A block of data

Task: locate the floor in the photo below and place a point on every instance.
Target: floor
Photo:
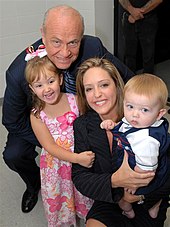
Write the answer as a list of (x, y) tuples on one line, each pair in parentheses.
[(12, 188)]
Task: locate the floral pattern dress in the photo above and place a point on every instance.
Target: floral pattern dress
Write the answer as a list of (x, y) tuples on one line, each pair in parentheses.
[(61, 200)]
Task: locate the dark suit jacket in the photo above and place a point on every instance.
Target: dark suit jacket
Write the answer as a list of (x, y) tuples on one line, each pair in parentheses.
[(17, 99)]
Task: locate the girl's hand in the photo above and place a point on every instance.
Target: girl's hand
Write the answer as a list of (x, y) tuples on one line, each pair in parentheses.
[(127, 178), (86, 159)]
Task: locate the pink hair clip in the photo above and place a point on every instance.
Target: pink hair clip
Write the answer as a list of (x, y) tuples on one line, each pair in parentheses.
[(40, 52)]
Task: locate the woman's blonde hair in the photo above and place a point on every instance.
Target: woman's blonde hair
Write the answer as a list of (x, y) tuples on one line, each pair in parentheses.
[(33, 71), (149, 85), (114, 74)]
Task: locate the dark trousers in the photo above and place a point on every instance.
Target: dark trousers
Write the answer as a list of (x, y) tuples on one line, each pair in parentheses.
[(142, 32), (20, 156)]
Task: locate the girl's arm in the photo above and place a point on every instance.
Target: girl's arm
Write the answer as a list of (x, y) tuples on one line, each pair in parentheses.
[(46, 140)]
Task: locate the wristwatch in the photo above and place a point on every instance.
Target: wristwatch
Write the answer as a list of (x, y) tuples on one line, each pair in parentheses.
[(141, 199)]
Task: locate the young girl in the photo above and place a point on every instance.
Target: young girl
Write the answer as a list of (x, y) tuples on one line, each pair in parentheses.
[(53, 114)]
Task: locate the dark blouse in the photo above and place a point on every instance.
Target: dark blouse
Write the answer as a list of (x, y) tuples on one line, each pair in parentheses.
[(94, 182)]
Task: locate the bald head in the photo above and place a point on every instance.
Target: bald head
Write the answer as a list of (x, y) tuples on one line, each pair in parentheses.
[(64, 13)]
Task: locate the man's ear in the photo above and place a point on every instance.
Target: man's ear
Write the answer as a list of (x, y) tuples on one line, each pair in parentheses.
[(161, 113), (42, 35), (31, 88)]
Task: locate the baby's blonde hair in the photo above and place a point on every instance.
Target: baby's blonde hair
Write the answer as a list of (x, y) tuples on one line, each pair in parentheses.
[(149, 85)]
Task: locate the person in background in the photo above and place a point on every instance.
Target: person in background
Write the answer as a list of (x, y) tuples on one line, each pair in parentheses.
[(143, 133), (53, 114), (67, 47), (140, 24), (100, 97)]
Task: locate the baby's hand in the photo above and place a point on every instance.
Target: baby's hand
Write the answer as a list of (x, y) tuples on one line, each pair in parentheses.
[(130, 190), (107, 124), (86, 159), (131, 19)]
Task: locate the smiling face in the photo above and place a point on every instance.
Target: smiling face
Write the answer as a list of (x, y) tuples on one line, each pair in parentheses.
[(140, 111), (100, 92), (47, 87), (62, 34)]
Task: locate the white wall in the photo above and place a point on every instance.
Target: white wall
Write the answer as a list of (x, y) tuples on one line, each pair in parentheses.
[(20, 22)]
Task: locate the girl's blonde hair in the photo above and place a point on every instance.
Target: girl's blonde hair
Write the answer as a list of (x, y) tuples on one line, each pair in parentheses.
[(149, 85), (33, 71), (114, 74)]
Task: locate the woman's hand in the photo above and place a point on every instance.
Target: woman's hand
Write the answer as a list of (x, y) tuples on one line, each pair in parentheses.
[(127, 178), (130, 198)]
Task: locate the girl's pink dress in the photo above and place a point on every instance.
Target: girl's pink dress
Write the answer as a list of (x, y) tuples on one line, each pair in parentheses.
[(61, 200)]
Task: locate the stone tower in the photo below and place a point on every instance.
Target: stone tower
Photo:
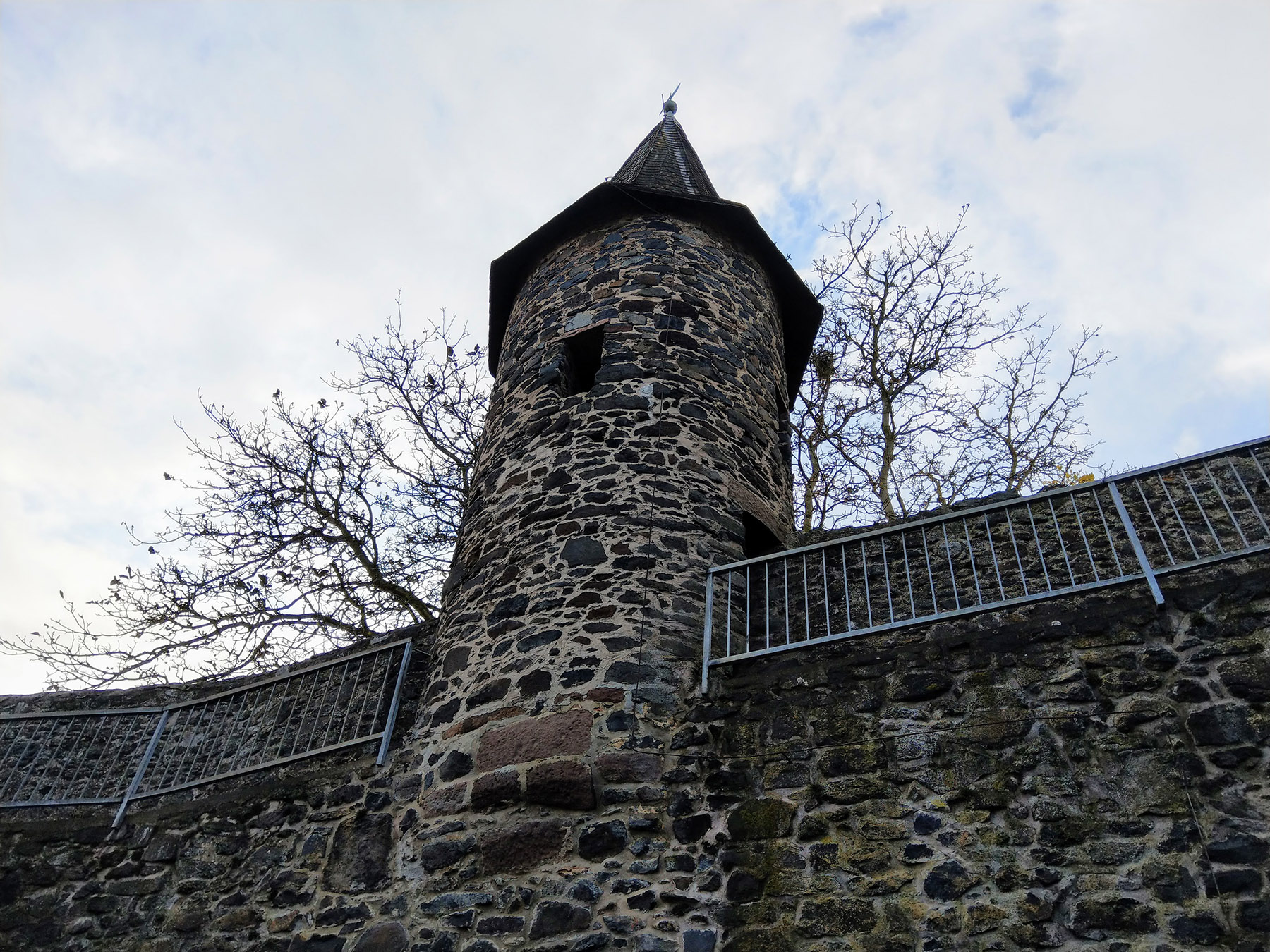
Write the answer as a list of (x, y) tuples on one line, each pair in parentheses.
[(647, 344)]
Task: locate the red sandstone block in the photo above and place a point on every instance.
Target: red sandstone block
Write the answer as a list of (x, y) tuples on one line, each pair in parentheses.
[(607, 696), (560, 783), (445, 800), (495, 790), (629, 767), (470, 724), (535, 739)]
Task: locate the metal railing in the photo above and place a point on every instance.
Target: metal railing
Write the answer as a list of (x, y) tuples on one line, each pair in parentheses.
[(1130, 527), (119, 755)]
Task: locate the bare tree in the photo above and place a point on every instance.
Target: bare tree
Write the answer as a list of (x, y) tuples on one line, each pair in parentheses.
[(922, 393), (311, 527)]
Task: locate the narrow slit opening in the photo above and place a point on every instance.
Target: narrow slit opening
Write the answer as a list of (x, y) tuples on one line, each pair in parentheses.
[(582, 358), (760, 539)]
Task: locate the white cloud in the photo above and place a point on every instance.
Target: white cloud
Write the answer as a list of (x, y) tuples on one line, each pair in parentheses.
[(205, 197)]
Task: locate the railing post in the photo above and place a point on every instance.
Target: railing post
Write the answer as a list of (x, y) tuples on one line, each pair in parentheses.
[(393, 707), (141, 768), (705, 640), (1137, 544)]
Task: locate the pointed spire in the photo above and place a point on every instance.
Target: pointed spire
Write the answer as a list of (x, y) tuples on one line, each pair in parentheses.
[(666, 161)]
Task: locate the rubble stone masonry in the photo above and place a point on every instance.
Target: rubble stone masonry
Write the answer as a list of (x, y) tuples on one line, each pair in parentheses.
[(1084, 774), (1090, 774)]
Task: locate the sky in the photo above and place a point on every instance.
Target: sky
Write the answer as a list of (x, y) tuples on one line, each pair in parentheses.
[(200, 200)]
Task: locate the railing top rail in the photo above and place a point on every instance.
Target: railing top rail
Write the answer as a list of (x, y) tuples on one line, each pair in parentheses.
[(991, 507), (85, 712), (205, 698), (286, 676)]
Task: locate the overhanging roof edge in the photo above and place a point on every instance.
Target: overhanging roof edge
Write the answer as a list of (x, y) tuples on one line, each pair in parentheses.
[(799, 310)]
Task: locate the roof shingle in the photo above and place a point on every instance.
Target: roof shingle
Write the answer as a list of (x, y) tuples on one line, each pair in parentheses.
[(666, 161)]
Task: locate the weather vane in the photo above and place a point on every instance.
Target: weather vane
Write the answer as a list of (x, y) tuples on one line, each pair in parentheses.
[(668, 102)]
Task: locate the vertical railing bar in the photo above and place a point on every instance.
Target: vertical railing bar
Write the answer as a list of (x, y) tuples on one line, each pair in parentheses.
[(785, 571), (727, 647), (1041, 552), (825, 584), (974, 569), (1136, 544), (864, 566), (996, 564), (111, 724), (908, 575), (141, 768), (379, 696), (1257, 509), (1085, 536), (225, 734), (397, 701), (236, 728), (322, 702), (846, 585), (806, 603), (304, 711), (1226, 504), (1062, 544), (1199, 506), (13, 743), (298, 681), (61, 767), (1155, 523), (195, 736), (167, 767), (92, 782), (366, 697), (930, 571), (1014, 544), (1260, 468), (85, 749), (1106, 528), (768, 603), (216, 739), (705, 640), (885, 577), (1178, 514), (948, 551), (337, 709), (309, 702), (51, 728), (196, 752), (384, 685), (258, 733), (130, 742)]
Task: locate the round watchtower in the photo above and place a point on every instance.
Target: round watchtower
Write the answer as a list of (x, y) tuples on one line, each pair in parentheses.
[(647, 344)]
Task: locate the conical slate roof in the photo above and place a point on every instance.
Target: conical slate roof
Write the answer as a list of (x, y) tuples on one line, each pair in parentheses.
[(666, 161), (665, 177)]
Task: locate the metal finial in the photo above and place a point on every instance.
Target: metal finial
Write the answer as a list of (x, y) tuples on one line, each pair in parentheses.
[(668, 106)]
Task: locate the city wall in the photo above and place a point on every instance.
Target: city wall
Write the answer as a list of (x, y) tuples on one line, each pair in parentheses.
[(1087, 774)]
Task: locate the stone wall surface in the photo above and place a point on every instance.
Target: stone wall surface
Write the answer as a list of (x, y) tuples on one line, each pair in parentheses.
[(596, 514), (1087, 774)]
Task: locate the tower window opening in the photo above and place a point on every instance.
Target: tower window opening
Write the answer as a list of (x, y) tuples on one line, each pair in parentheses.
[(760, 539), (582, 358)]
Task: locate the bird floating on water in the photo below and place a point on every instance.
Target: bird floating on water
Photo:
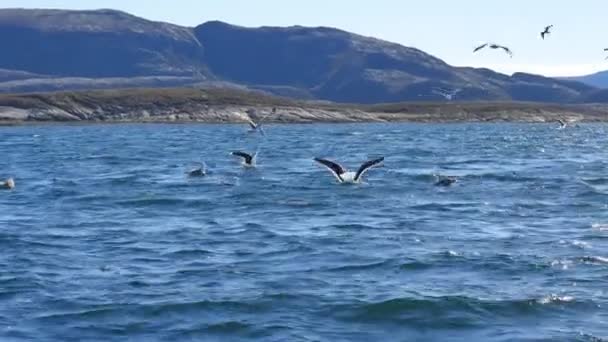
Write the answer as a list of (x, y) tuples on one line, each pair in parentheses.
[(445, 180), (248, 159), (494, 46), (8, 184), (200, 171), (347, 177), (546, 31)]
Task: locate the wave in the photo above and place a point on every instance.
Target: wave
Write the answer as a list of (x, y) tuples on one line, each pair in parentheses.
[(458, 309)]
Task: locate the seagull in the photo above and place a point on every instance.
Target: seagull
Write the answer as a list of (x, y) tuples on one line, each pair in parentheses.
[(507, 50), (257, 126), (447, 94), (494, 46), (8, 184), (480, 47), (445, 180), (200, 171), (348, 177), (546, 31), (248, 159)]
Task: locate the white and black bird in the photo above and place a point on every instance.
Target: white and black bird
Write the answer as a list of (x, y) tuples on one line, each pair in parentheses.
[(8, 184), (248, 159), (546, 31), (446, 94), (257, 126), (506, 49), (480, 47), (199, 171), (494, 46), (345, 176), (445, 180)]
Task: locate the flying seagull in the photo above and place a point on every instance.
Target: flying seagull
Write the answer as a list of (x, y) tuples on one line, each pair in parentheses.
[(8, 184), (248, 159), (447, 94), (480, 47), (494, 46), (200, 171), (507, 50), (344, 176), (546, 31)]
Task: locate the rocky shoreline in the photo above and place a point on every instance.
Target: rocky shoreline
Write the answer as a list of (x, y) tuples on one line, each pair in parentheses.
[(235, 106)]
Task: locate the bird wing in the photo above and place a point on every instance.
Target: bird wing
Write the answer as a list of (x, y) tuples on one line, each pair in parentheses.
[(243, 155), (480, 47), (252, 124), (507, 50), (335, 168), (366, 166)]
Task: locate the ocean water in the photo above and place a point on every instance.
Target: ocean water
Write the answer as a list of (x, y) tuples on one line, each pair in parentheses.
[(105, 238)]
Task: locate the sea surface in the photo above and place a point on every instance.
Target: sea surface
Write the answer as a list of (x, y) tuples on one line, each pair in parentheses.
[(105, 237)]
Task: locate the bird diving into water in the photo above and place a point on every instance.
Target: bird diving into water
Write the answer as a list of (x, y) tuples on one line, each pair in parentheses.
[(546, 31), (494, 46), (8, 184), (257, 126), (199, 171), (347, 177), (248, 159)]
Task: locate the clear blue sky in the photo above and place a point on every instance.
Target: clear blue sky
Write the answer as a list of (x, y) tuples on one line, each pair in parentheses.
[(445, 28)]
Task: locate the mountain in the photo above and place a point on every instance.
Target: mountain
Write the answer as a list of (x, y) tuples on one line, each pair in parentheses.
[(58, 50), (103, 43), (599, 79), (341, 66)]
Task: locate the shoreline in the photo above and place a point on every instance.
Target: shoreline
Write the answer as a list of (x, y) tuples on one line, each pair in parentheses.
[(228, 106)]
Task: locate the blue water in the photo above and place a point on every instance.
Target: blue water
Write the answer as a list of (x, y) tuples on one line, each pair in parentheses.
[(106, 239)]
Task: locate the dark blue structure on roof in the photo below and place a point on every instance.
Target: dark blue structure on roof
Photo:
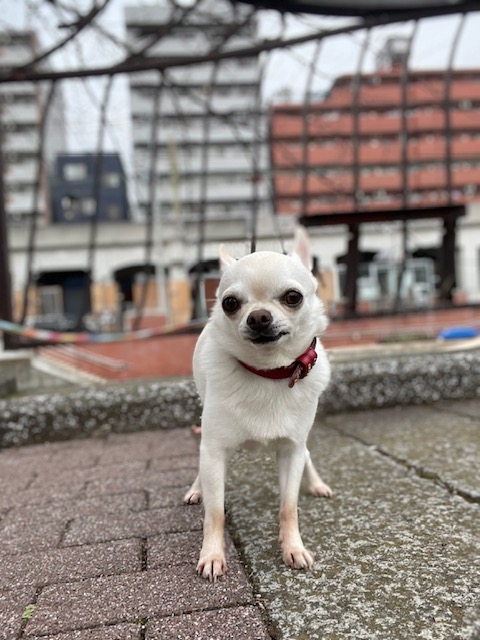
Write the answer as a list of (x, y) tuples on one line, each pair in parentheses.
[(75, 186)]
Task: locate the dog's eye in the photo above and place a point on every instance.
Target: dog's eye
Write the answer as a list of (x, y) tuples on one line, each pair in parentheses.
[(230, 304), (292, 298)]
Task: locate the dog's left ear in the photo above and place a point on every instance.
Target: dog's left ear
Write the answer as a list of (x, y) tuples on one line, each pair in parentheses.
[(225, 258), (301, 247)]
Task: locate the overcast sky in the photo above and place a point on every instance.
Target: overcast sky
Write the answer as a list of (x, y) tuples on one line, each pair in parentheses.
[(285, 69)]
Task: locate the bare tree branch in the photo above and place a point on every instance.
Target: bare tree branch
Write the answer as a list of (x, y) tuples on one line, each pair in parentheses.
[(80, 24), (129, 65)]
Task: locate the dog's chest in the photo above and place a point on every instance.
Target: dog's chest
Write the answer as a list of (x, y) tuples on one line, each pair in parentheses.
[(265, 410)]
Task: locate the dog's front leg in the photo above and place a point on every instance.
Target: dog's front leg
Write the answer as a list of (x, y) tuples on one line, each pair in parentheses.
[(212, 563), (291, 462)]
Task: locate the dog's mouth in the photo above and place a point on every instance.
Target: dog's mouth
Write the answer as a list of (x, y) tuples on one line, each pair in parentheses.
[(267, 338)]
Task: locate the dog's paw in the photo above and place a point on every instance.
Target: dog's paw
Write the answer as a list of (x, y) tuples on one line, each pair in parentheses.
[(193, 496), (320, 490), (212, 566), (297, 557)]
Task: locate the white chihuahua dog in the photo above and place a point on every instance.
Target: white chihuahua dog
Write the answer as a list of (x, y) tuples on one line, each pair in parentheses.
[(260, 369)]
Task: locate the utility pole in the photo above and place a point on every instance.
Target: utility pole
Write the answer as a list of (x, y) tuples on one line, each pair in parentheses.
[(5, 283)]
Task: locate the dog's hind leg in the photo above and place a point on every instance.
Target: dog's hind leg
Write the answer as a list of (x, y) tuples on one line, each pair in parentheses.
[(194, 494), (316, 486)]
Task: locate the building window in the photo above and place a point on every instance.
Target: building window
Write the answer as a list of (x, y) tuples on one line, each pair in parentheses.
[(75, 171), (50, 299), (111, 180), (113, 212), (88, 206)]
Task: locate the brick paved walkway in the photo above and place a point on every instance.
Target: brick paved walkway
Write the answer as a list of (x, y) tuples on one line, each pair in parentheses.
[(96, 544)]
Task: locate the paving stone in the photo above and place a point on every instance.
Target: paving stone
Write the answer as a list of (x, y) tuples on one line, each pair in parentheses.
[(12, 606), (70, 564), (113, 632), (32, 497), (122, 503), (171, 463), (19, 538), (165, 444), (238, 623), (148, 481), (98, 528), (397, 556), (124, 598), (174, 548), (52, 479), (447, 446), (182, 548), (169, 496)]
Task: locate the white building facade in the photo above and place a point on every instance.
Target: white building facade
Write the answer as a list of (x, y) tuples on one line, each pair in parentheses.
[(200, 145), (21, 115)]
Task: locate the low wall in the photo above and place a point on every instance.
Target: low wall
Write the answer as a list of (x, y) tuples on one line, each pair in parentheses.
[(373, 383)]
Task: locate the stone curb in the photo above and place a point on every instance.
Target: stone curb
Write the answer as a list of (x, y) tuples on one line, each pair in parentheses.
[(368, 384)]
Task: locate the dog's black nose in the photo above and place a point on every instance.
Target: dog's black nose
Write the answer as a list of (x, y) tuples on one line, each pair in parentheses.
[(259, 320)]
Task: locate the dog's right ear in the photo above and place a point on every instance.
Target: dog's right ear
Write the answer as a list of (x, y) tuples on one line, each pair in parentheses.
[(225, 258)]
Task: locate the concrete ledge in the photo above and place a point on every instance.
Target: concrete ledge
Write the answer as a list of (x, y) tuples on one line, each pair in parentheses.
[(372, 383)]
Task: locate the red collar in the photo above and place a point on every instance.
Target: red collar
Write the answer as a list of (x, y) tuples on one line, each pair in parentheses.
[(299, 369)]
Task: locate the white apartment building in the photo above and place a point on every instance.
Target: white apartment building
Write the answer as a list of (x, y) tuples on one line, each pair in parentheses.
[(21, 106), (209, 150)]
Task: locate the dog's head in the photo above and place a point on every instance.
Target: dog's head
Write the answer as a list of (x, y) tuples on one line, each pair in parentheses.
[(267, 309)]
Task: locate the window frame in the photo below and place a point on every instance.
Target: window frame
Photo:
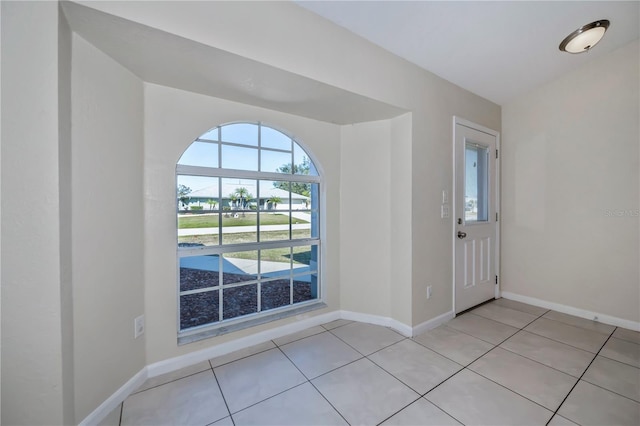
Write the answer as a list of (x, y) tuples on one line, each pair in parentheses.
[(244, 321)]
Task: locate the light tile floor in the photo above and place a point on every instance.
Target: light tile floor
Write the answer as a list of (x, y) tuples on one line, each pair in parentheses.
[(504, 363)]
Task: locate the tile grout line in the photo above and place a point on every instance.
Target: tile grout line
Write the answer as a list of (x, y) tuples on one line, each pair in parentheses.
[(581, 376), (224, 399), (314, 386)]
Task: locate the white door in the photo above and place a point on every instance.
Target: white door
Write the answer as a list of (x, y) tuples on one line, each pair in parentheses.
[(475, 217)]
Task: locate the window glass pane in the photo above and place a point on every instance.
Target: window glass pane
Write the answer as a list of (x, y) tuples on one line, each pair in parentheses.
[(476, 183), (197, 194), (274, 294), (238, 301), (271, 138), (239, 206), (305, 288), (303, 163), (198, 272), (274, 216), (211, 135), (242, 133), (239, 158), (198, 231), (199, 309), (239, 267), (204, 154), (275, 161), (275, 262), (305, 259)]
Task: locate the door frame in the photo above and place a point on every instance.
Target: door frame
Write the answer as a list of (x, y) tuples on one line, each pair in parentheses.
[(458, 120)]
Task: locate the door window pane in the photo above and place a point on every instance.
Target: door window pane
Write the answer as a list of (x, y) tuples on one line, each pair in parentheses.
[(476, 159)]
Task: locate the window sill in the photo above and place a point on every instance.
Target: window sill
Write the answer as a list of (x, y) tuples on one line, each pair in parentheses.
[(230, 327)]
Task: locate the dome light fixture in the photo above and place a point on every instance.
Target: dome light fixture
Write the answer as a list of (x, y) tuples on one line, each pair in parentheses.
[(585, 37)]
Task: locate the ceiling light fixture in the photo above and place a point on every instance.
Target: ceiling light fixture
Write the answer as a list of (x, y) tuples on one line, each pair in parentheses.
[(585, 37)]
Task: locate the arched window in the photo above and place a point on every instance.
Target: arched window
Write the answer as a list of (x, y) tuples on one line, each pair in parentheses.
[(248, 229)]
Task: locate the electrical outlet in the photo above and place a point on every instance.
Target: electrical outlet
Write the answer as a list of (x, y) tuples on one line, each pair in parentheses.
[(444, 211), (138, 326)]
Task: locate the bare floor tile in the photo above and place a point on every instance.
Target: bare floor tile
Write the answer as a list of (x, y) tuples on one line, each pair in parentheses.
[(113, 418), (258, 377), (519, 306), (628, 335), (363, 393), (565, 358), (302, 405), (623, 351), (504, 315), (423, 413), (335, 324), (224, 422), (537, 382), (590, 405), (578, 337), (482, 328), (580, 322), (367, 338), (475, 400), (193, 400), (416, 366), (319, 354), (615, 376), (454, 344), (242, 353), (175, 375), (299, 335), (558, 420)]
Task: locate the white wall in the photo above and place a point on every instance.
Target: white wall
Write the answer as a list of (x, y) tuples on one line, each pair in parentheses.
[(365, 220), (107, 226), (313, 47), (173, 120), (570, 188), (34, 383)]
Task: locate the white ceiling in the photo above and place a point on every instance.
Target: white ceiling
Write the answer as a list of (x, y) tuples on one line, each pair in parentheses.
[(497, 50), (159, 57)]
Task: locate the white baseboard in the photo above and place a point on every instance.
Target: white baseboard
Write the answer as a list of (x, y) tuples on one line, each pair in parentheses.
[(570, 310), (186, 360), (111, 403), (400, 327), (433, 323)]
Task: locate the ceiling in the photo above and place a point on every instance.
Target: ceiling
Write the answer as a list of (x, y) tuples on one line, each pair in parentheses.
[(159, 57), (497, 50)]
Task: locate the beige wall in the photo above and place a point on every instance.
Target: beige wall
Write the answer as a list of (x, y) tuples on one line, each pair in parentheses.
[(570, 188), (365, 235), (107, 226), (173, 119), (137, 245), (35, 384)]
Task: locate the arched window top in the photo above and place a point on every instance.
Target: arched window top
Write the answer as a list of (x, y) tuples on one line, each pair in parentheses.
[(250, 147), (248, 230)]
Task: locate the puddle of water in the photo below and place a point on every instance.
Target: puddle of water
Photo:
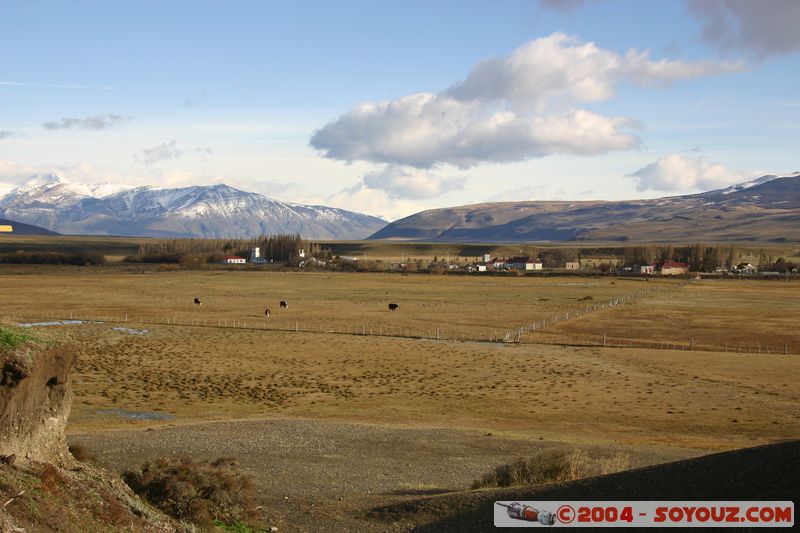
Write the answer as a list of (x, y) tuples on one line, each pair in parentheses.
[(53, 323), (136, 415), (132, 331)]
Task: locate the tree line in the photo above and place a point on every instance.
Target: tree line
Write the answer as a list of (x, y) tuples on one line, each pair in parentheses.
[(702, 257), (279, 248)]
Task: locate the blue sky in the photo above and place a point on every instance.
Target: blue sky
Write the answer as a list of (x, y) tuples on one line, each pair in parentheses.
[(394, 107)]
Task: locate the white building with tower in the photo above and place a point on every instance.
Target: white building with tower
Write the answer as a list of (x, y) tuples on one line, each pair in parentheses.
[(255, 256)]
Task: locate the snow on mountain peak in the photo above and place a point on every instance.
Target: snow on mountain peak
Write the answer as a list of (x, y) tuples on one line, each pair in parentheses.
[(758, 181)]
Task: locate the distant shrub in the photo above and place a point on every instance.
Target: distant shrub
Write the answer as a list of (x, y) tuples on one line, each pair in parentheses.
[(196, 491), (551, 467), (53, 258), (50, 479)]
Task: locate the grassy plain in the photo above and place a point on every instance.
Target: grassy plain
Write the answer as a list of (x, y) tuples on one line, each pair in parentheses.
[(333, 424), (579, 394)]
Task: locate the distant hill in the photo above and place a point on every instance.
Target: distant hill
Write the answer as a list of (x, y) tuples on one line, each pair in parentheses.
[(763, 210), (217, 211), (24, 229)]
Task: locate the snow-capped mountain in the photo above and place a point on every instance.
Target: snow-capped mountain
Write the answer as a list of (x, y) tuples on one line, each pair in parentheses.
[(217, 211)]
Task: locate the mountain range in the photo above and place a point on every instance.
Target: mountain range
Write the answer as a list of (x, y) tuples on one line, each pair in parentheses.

Exercise details
Format as a numbered list everything in the listing from the line containing "Task: locate the dark blouse" down to the line containing "[(94, 182)]", both included, leaving out any blank lines.

Final answer
1. Task: locate the dark blouse in the photo above and place a point on every instance.
2. Target: dark blouse
3. Write the answer as a list of (x, y) tuples on one line, each pair in parentheses.
4. [(94, 182)]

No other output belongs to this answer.